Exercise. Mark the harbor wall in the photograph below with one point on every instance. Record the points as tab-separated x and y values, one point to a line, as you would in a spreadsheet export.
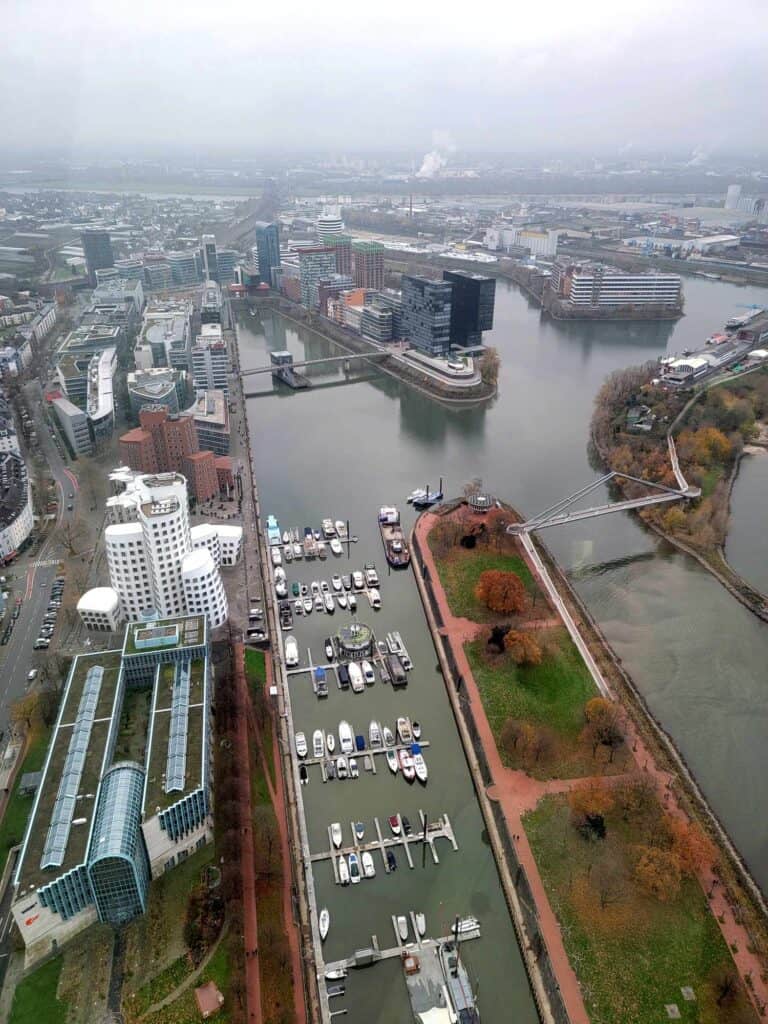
512	875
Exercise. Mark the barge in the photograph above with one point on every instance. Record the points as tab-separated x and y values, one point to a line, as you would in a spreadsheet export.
392	538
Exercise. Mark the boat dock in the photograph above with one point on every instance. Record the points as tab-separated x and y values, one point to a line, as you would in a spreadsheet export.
428	833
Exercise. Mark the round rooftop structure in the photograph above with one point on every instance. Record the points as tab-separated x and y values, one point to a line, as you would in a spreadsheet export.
355	640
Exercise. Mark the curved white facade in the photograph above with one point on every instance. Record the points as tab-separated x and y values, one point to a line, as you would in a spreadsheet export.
204	591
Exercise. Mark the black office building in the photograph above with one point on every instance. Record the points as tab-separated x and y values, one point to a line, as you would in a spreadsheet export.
426	314
473	297
97	250
267	250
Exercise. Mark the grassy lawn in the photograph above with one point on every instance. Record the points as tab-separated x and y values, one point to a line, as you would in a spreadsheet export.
459	574
35	998
16	813
635	955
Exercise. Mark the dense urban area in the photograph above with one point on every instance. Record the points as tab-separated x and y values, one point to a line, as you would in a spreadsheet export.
186	810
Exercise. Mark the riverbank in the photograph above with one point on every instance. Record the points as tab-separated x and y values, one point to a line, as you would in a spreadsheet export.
354	345
519	795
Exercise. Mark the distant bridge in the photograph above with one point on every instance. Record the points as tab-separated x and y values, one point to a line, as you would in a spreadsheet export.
270	368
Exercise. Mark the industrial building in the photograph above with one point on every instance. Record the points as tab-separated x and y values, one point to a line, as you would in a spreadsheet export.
115	808
472	302
426	313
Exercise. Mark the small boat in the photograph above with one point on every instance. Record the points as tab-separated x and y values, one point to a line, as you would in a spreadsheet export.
355	678
318	743
407	765
292	651
354	868
420	765
343	871
346	737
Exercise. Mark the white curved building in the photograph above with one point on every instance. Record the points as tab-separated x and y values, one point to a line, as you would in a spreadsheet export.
204	591
99	609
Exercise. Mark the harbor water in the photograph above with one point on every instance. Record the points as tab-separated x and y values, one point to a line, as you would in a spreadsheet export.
345	448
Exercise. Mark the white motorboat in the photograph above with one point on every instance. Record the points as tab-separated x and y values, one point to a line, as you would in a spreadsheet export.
355	678
343	871
346	737
420	765
354	868
368	865
292	651
318	743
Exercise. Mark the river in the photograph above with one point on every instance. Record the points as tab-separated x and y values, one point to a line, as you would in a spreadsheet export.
697	655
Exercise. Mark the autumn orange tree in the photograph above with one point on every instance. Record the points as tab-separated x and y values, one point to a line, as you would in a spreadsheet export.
523	647
657	872
503	592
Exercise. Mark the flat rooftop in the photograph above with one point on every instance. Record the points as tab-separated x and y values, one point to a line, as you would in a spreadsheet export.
178	714
30	871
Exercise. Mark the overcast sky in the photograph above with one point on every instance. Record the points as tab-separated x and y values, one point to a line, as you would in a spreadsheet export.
347	75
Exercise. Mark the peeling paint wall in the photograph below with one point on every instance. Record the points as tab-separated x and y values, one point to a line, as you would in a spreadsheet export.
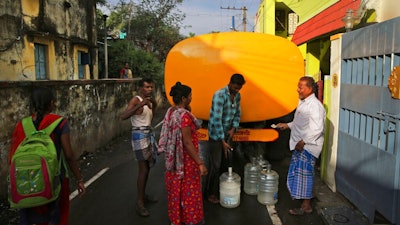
━━━━
» **Problem details**:
Reproduce every line above word for word, and leave the pictures out of your copy.

» **Reply to the task**:
Exercise. Mark the harbor wall in the photograph below with one point on every instance. Record the points as tab-separated x and y values, one point to a line, as you would in a spreadsheet export.
512	875
Exercise. Mark the barge in the photograph above with one point on every instance. Record the points as tab-separated x and y values, one point to a line, as you would in a spreadsheet export.
392	538
Exercise. Mark the boat dock in the photograph above with one point on every instance. Record the points as tab-separated x and y values, one point to a line, as you would in a spreadsheet export.
428	833
Exercise. Mark the round rooftop structure in the photograph above with one point on every instance. Record the points as tab-separated x and y values, one point to a line, as you would in a spreadsheet export.
355	640
Exercise. Mark the curved white facade in the photograph above with one point on every instance. Record the points as tab-separated x and y values, one point to a line, as you would in a spreadsheet export.
204	591
Exercise. Mark the black office building in the photograph above with one point on every instance. Record the points as tab-separated x and y values, one point to a line, as you would in a spreadsheet export.
426	314
473	297
97	250
267	250
Exercise. Mark the grassy lawn in the photograph above with one point on every instance. Record the points as tab-separated x and y values, one point to a line, as you would in a spreadsheet export.
459	574
35	998
16	813
635	955
Exercise. Mark the dense urban area in the photograph above with one point on every instance. Record the points as tab-separated x and y values, one point to a line, as you would in a spreadsheet export.
186	810
Exercise. Mark the riverbank in the photograph above with one point on every instance. Record the points as tab-separated x and y values, one point to a line, as you would in a spreadsheet export.
354	345
519	795
Exercise. Mark the distant bridge in the photograph above with one point on every instance. Record the points as tab-separated x and y values, one point to a line, as you would in a spreadsheet export.
270	368
Exercise. Mark the industrial building in the photograph above with one point on every instance. Record the points as tab-separated x and y values, one point to a line, as you would in a spreadsheet export.
115	808
472	302
426	313
Exercise. Mark the small boat in the photograph above with one point on every instance. Record the points as tab-separated x and y values, one point to a line, as you would in a spreadsheet export.
355	678
318	743
407	765
292	651
354	868
420	765
343	871
346	737
Exercise. Mark the white curved building in the photograph above with one point on every instance. Record the points as tab-separated x and y values, one point to a line, as you would in a spreadsheet export.
204	591
99	609
Exercise. Mark the harbor water in the photograph above with one point on every instance. Record the points as tab-separated x and y values, one point to a line, as you would in a spreadsheet export.
345	448
Exercise. Mark the white motorboat in the photograph above with one point on every instance. Record the points as tab-separated x and y values, one point to a line, as you would in a spreadsheet export.
355	678
343	871
346	737
420	765
354	868
368	865
292	651
318	743
Exercise. Mark the river in the photograph above with one point on every instance. Record the points as tab-separated x and y values, one point to a line, as you would in a spreadsheet export.
697	655
Exercise. Mark the autumn orange tree in the photograph above with one point on every instance. Record the points as tab-separated x and y values, one point to a line, as you would in a spreadsheet export.
523	647
657	872
503	592
Exercise. Mark the flat rooftop in the photograph above with one point on every instance. Record the points as tab-separated x and y values, one point to a line, as you would in a spreadsheet export.
178	714
30	871
Exercise. Mark the overcast sky in the photograph above with one point on every instance. Record the points as tab-separated x and y values, one point to a line, as you would in a spreadsheet export.
347	75
Exercise. Mark the peeling paint wall in the photograph below with one point on every instance. Record the points as tab-separated x and y values, one point to a line, as you would in a spreadsheet export.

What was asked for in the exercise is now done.